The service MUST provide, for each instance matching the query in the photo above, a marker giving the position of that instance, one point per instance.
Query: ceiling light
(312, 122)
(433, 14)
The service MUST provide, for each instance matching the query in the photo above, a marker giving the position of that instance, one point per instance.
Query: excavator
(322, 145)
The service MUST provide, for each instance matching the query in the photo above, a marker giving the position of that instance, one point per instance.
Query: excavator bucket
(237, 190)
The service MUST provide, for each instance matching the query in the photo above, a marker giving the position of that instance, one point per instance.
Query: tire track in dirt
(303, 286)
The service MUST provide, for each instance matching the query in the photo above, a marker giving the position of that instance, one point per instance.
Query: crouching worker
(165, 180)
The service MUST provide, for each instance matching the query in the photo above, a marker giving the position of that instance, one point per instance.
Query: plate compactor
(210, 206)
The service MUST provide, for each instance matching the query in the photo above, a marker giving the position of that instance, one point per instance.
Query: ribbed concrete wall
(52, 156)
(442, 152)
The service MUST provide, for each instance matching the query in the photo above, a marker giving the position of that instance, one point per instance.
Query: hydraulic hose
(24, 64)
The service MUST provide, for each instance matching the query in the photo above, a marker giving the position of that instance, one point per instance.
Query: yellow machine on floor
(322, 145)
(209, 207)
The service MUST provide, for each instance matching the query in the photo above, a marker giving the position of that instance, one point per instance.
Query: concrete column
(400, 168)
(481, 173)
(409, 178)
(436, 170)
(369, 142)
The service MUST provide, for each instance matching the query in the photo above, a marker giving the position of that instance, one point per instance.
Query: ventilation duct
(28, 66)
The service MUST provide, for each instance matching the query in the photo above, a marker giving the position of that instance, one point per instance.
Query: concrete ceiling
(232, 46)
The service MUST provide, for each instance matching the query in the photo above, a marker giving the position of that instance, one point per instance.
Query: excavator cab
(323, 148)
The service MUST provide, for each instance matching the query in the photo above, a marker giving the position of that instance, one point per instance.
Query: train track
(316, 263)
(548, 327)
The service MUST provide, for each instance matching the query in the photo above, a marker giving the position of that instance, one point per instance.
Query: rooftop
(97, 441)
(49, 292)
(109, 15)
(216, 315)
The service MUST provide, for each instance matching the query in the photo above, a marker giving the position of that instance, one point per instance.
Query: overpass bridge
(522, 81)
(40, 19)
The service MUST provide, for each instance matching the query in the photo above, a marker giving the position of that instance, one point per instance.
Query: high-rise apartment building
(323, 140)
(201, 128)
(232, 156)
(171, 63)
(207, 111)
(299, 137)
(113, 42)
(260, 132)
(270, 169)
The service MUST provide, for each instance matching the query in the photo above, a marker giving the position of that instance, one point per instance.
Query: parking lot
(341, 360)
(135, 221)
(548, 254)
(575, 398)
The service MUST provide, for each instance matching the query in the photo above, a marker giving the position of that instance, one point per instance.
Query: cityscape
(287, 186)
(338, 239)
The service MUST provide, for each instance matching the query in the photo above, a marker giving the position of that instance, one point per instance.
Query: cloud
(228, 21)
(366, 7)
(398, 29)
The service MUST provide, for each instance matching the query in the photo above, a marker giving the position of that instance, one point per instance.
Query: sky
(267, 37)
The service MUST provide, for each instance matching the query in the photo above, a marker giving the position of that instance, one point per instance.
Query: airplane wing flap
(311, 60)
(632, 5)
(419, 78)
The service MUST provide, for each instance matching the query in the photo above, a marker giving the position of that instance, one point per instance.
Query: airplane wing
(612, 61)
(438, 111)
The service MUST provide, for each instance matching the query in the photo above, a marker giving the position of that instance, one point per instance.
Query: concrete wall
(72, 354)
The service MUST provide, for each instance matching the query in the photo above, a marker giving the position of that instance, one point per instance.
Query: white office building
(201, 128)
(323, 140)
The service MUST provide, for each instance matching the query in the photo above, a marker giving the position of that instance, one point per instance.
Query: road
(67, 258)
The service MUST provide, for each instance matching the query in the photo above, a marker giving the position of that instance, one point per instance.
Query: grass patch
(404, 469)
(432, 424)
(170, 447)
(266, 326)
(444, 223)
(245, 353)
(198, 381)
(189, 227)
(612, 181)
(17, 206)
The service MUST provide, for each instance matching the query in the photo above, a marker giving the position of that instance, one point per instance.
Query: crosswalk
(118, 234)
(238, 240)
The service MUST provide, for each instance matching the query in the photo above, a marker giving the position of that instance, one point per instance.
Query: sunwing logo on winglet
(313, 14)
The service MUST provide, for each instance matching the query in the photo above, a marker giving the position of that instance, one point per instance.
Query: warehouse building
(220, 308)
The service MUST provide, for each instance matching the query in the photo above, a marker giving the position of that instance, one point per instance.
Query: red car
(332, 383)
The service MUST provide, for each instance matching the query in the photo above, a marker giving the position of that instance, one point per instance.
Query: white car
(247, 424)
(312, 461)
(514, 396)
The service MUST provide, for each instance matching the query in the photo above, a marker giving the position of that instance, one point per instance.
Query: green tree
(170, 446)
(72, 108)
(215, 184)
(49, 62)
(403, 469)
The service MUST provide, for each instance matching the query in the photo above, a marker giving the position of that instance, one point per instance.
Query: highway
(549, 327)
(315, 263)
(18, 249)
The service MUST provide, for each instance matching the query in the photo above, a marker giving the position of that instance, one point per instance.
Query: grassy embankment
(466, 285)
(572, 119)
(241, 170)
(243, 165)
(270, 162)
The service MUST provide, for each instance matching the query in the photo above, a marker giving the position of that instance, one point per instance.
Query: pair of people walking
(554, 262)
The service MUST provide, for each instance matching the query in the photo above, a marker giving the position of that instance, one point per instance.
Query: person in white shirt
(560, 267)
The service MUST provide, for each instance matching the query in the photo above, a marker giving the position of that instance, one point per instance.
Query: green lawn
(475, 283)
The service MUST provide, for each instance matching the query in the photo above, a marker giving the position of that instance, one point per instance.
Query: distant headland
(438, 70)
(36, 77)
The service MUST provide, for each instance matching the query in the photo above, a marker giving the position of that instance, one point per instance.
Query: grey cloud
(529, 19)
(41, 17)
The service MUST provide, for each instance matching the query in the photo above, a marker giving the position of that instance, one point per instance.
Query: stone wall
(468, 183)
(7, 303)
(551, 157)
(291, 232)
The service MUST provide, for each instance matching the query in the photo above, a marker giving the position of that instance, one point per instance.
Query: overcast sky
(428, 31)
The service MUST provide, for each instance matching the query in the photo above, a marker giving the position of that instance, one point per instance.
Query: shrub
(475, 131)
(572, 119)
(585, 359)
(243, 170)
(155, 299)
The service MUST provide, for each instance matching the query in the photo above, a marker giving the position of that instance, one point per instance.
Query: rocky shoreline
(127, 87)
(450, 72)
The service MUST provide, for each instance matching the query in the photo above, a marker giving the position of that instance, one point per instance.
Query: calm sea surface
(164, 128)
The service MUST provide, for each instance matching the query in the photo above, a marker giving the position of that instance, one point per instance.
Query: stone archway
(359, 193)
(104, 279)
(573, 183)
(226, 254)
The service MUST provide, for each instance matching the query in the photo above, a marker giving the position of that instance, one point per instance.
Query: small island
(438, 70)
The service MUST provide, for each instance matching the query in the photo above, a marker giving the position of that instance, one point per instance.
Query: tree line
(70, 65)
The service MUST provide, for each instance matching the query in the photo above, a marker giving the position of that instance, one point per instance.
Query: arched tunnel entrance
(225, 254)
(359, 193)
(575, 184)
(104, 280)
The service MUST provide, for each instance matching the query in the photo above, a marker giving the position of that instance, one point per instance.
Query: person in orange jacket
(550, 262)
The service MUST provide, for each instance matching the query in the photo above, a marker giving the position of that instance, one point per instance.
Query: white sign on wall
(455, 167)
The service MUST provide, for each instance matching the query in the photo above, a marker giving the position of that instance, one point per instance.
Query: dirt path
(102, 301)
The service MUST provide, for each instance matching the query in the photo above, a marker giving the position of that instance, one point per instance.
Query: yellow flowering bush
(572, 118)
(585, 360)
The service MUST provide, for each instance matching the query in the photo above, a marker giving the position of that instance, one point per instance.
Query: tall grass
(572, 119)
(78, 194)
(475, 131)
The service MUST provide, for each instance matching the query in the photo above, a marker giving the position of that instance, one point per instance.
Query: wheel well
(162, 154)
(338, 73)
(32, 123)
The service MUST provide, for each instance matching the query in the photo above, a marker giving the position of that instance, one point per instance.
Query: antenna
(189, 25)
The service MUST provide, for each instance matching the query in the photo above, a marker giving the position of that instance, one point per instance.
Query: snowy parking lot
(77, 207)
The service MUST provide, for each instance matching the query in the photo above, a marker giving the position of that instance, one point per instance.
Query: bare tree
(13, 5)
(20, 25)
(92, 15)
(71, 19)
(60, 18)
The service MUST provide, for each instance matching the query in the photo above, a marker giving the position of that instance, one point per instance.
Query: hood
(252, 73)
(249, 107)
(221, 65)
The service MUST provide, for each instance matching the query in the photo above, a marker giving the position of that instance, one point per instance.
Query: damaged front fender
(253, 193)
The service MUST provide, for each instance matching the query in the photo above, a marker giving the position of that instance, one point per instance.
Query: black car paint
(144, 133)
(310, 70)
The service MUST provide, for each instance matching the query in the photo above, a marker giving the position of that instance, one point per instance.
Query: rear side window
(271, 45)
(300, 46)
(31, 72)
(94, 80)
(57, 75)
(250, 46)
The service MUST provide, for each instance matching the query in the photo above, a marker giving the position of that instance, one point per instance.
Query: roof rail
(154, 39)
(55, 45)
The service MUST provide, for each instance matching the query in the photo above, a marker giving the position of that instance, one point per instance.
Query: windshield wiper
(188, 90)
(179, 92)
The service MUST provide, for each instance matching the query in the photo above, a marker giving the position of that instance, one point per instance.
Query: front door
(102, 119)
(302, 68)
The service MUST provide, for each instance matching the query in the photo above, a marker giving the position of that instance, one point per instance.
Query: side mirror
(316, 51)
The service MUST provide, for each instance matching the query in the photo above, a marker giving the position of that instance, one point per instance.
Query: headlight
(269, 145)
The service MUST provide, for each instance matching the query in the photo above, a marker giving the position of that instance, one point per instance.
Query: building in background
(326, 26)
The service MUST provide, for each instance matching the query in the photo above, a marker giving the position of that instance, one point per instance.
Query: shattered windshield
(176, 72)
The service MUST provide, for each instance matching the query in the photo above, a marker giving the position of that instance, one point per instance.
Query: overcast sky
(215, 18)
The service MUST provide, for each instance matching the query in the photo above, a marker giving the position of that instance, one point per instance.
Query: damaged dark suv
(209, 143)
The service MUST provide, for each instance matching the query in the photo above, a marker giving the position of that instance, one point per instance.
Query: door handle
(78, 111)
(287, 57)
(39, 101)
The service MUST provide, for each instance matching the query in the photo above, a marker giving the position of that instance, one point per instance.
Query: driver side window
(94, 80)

■ ■ ■ ■ ■ ■ ■

Exercise: Collect every line in the material above that contains the word "concrete" and copy each one in full.

Solution for this task:
Query: ribbed concrete wall
Query: concrete column
Query: concrete ceiling
Query: concrete wall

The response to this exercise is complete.